[Opening THE INPUT section]

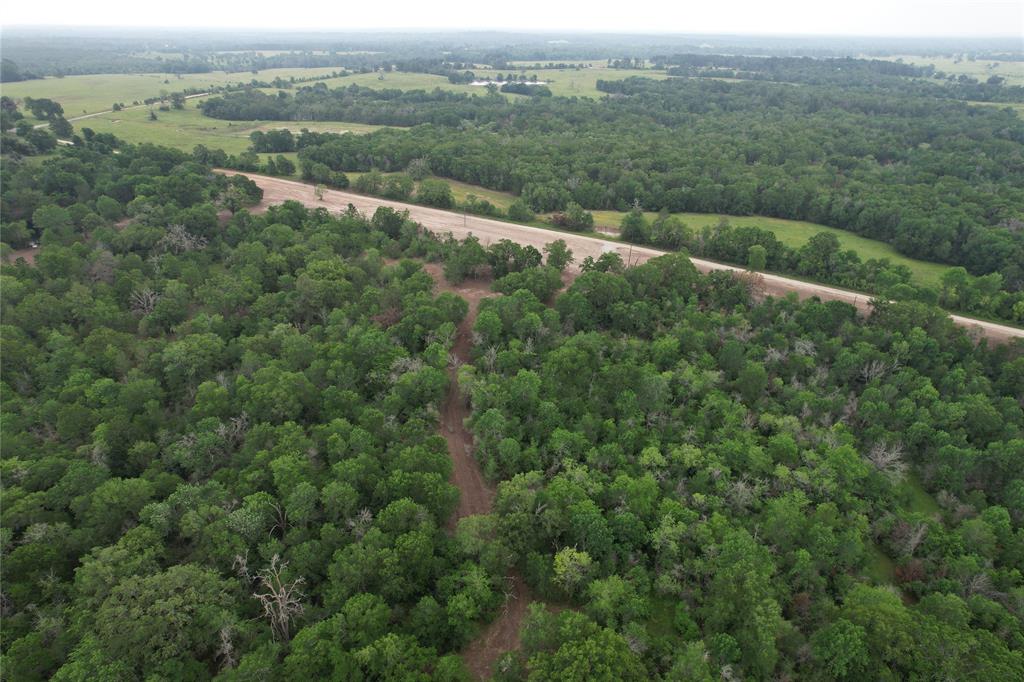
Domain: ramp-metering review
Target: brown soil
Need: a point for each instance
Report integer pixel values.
(488, 230)
(28, 254)
(476, 496)
(503, 633)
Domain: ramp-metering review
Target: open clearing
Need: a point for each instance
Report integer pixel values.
(565, 82)
(185, 128)
(795, 233)
(88, 94)
(980, 69)
(792, 232)
(488, 230)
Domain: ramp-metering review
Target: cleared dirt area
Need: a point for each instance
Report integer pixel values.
(475, 495)
(276, 190)
(29, 255)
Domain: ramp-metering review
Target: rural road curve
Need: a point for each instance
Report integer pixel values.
(278, 189)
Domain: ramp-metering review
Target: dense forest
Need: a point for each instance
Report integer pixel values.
(940, 180)
(221, 455)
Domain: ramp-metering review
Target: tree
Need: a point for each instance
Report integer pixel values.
(571, 568)
(574, 217)
(842, 647)
(634, 227)
(519, 211)
(175, 614)
(43, 109)
(757, 258)
(418, 169)
(558, 254)
(282, 601)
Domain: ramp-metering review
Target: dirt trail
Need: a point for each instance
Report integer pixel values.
(276, 190)
(475, 495)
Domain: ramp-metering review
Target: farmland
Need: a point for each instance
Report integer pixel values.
(792, 232)
(183, 129)
(562, 82)
(88, 94)
(979, 69)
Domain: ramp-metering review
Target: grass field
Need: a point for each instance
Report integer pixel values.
(981, 69)
(564, 82)
(795, 233)
(792, 232)
(87, 94)
(185, 128)
(1017, 107)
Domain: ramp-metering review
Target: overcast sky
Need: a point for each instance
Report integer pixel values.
(859, 17)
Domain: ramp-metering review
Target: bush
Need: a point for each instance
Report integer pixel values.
(520, 212)
(435, 193)
(574, 217)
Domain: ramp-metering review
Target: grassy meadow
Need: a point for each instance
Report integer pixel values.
(792, 232)
(980, 69)
(563, 82)
(795, 233)
(88, 94)
(183, 129)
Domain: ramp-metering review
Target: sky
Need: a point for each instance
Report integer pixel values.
(851, 17)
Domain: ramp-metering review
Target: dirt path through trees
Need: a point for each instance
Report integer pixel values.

[Closing THE INPUT section]

> **WORK TO BE COMPLETED**
A line qualifies when it holds the word "dirt"; report all qualifying lines from the records above.

> **PROBLEM SOLUTION**
Target: cleared dirt area
Target: dirt trail
Target: dirt path through trees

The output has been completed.